*TASK GOAL*. Reproduce every one of the records with "Query" substituted by "Target" and everything else left unchanged. Omit the pictures from your answer.

Saved entries
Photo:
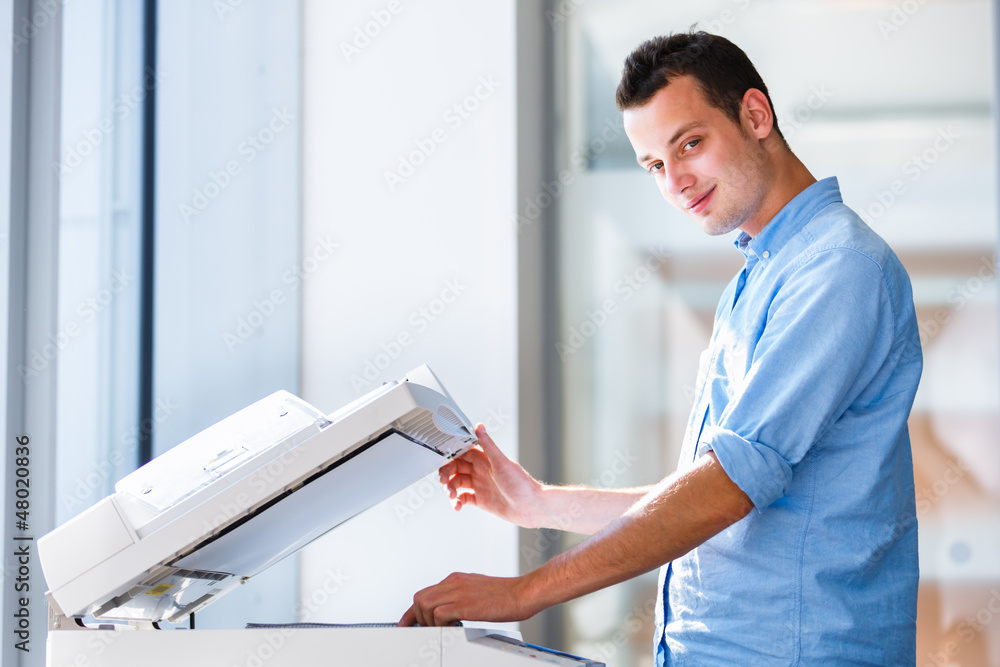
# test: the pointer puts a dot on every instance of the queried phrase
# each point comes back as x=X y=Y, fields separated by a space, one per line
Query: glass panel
x=95 y=348
x=909 y=131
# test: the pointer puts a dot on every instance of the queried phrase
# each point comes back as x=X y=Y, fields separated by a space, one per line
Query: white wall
x=441 y=239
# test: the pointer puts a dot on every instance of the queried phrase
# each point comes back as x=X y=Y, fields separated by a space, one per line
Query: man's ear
x=757 y=112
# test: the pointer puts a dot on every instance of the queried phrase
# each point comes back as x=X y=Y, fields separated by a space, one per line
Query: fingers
x=409 y=618
x=433 y=606
x=486 y=442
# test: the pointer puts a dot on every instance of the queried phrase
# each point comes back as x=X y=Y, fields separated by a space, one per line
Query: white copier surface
x=219 y=508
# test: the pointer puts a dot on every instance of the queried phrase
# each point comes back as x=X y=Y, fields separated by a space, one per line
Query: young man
x=788 y=533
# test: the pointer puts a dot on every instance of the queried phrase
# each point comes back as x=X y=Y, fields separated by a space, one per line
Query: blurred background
x=211 y=201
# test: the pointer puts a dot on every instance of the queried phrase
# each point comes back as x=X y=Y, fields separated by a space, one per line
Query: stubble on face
x=743 y=190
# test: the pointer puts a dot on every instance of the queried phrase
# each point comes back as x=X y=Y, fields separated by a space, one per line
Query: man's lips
x=700 y=203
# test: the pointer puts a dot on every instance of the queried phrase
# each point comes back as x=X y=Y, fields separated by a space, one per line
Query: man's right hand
x=486 y=478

*FULL ANSWER*.
Photo:
# test: the pointer puts a dot on every instance of the queried phrase
# each point comes back as x=X y=Y, fields separated by a space, one per line
Target: glass panel
x=95 y=348
x=909 y=131
# test: the pointer puts a dot on every instance of the queried phrase
# each point comes back as x=X y=Y, fields separated by a space, one per line
Target: white wall
x=441 y=239
# test: the pointer puts a dot on every instance of the queried phrase
# each point comes back as x=X y=Y, fields separated by a space, one per line
Target: man's ear
x=757 y=112
# test: the pointer puts a dot on every instance of the queried phrase
# each point comes back as x=X y=Y, fields separated by a space, one per line
Target: fingers
x=409 y=618
x=433 y=606
x=486 y=442
# test: the pointer puts a dot on every instance of the queried phrase
# each point comes back as x=X y=Y, fields separated by a space, one per line
Target: white copier surface
x=219 y=508
# test: the pointer puts a dot on every instance of the queried phrase
# each point comes back as x=X y=Y, fields separated by a space, one per line
Target: young man
x=788 y=533
# test: the pointer puts a dot on every instance of the queried phrase
# each point comes back as x=X y=Y, fields separated by a space, one per line
Target: blurred background
x=211 y=201
# test: the pointer puts a dot on every instance of the queried phrase
# each point comes back as x=X y=Y, fields separated by a space, one per line
Target: stubble on face
x=743 y=190
# test: the pointer puts a dot on every instance of the queried phrase
# each point comes back as x=X y=Y, fields separated by a space, one per line
Target: man's lips
x=700 y=203
# test: the pointer puts a dot on every instance of the queried phrase
# each point comes back as x=X y=Y, fields separated by a space, one per line
Target: man's right hand
x=486 y=478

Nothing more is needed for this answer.